DOCUMENT:
-- BEGIN --

# 4 Foot Volcano Of Death



## mmblantz (Jul 1, 2007)

I was flushing out the black tanks with the Tornado while breaking camp yesterday and of course doing other things. Usually I have a good sense of timing and know when I need to pull the levers. This time I had a guy from another site talking to me and totally disrupted my routine. I jumped up in there with my trusty surefire light to look down the blackhole and BOOM got hit square in the face and chest with a burst from the black tanks. I was totally soaked. All over the cabinets, floors, and runnin out the door. Luckilly it was clear water because I had already flushed it several times but as we all know that don't make it any better because....well.....it's still the black tank. Hope this brightens your day







---Mike


----------



## Oregon_Camper (Sep 13, 2004)

Yuck!!!


----------



## Justman (Jul 22, 2006)

Does that constitute a volcano or a geyser?









Whichever, I bet that was just plain nasty. I would have gone straight to the bath house with a good bar of soap and washed---about three times!


----------



## Nathan (Jan 2, 2007)

Justman said:


> Does that constitute a volcano or a geyser?
> 
> 
> 
> ...


I'm at Yellowstone right now. I just checked with a Ranger and they said that geysers are caused by heated water that hits a restriction. So, did the water feel warm from the fermentation in the tank??? If so it might qualify....


----------



## CdnOutback (Apr 16, 2010)

-- END --

STORED DATA:

-- BEGIN --

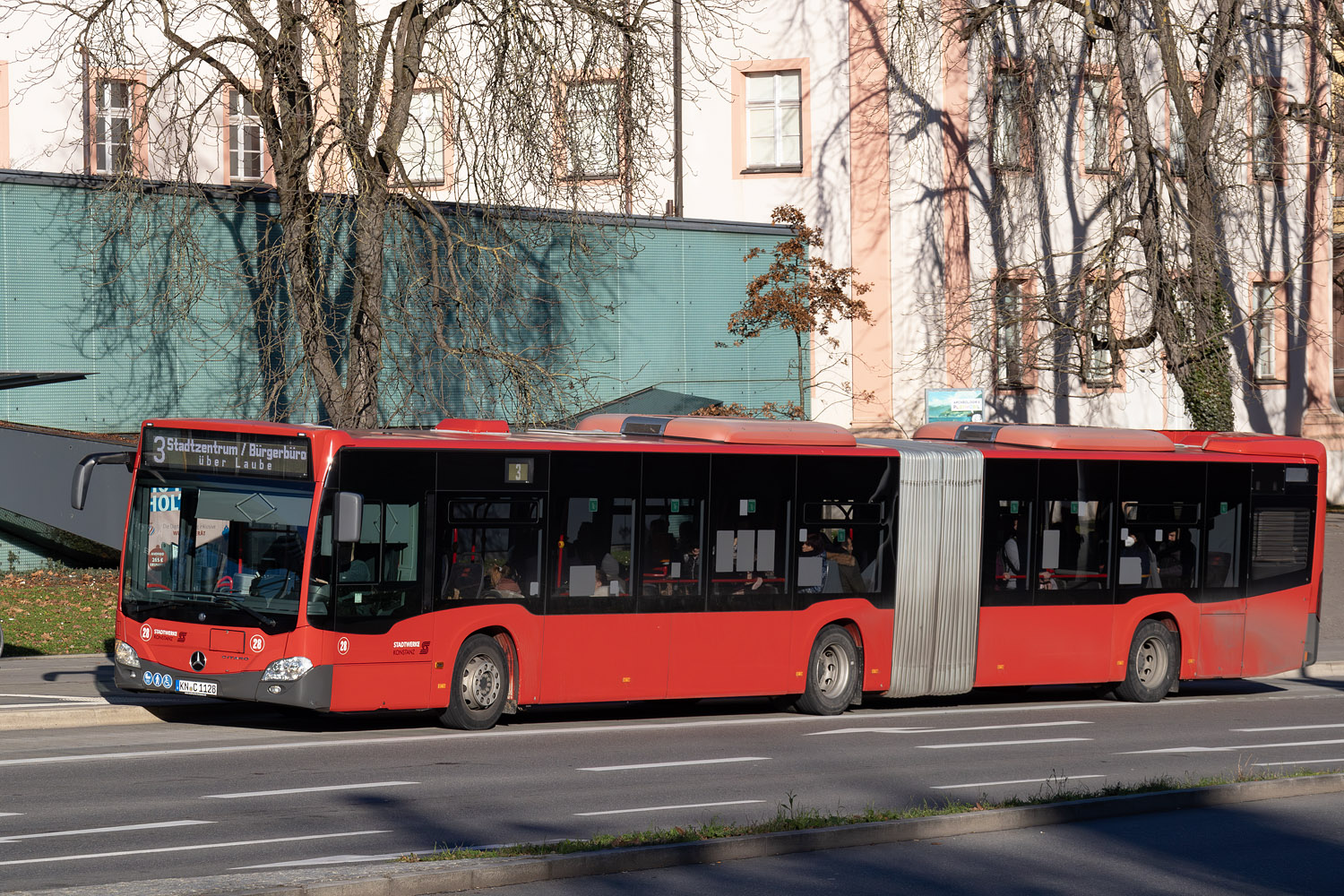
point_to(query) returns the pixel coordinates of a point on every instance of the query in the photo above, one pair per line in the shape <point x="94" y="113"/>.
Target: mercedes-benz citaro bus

-- END --

WRITTEN EXERCISE: Condense the paragraph beginning "I was flushing out the black tanks" in the black tank thread above into a short bulleted list of its main facts.

SOLUTION:
- While breaking camp yesterday, the poster was flushing the black tanks with the Tornado and doing other things at the same time.
- The poster usually times pulling the levers well, but a man from another site was talking to the poster and disrupted the routine.
- While looking down the black hole with a Surefire light, the poster was hit in the face and chest by a burst from the black tanks.
- The poster was soaked, and the water went over the cabinets and floors and ran out the door.
- The water was clear because the tank had already been flushed several times, but it still came from the black tank.